● Task requirements:
1 - In the essay on memory, how is memory defined?
2 - Reproduce the essay on memory verbatim, everything from "The pleasures of" down to "the rising day.".
3 - Carry on the essay on memory from the point where it stops.

● Selected extract:
William Baxter Thoughts on Memory (1850)

 

T H E

L A D I E S '   R E P O S I T O R Y .

N O V E M B E R,   1 8 5 0 .

 

T H O U G H T S   O N   M E M O R Y .

BY WILLIAM BAXTER.

"Hail, Memory, hail! in thy exhaustless mine
From age to age unnumber'd treasures shine!
Thought and her shadowy brood thy call obey,
And place and time are subject to thy sway!
Thy pleasures most we feel when most alone,
The only pleasures we can call our own.
Lighter than air Hope's summer visions die,
If but a fleeting cloud obscure the sky;
If but a beam of sober reason play,
Lo, Fancy's fairy frost-work melts away!"       ROGERS.

      MEMORY is that faculty of the mind by which the past is made to appear as the present. It is that mystic chain which binds youth and manhood together, which brings the joys of childhood before the vision of the hoary-headed sage, and throws around him "the light of other days."

      The pleasures of the imagination may be dear to our hearts; we may love to give a free swing to our wild, wandering thoughts, and soar aloft into the bright realms of romance; we may picture to ourselves bowers of bliss amid scenes of unfading youth and beauty, and hear sounds of melody which are strangers to earth; we may revel in the scenes of fancy, as if in a world of our own creation; the world of imagination may be surpassingly beautiful; and all that we can imagine of grace and loveliness may people the regions of unrestrained thought; and yet all these are but shadows, fleeting as the mists of morn--evanescent as the dew before the glowing brightness of the rising day.

● Information provided:

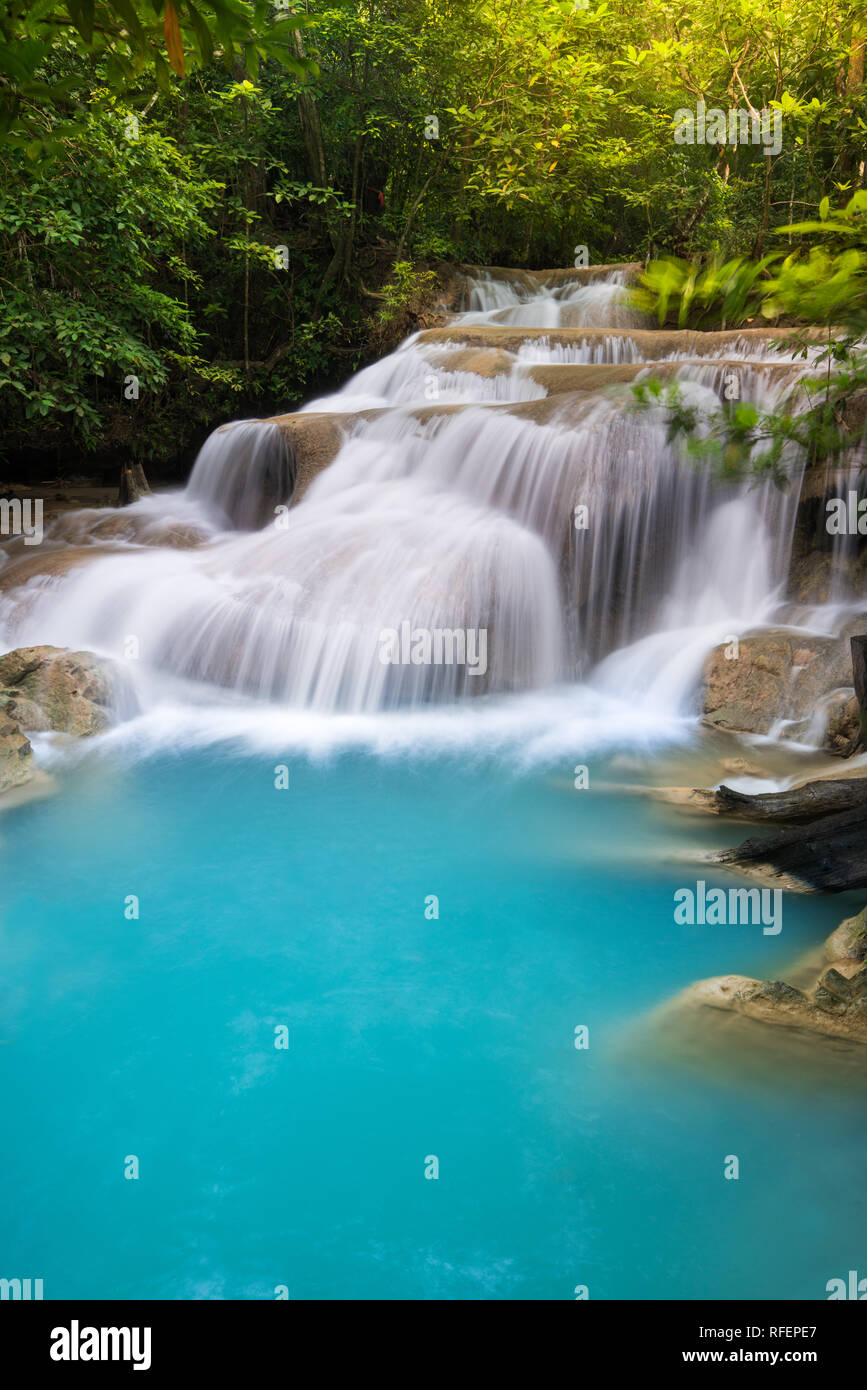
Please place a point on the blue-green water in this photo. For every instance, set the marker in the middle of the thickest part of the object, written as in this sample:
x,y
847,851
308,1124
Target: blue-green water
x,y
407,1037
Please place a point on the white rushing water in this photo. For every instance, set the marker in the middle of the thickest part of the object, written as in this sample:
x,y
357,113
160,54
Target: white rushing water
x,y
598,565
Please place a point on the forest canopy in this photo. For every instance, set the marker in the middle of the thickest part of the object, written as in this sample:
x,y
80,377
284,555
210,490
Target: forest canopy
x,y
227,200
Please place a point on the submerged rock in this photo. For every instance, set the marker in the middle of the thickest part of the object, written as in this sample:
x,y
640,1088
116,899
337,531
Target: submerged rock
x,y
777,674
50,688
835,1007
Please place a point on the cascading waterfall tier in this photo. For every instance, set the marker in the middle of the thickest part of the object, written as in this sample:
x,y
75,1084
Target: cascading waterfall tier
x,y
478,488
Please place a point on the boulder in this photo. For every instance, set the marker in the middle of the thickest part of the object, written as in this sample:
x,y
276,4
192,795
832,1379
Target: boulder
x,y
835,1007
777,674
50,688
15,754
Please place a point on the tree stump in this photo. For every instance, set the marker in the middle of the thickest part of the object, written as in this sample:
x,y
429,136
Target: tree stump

● Expected results:
1 - Memory is the faculty of the mind by which the past is made to appear as the present.

2 -
The pleasures of the imagination may be dear to our hearts; we may love to give a free swing to our wild, wandering thoughts, and soar aloft into the bright realms of romance; we may picture to ourselves bowers of bliss amid scenes of unfading youth and beauty, and hear sounds of melody which are strangers to earth; we may revel in the scenes of fancy, as if in a world of our own creation; the world of imagination may be surpassingly beautiful; and all that we can imagine of grace and loveliness may people the regions of unrestrained thought; and yet all these are but shadows, fleeting as the mists of morn--evanescent as the dew before the glowing brightness of the rising day.

3 -
      Not thus with the pleasures of memory. It is true, we see not such bright forms as Fancy paints when taking her loftiest flight; yet we can mingle with all we have seen--with all we have known--with all that we have loved. True, the pleasures of the past are mingled with sorrowful emotions; but it is a sorrow that we love to cherish--a grief dearer than joy--a feeling we would not exchange for all the pleasures that are found in the halls of mirth and revelry; it is the wild and plaintive strain of the soul when its mystic strings are struck by Memory's fingers. The eye may dim with tears at the recollection of the bright, departed past, but they are tears in which joy is the principal ingredient--tears which water green spots in the waste of life--tears which make the heart rejoice in its loneliness.

      To the aged man the years of childhood have many charms; the voices heard in other years echo again in the lonely and deserted halls of the heart; the shouts of youthful gladness peal again on his ear; and all the bright and beautiful memories of the past, pure as angels, throng the chambers of the soul. Sweet, sadly sweet, is the memory of the joy and innocency of youth--youth, when on the heart fell only sunshine--youth, the bright and glorious spring-time of our existence. Our skies were then clear--by sorrow and care unclouded. Happy days, ye are past, but not forgotten!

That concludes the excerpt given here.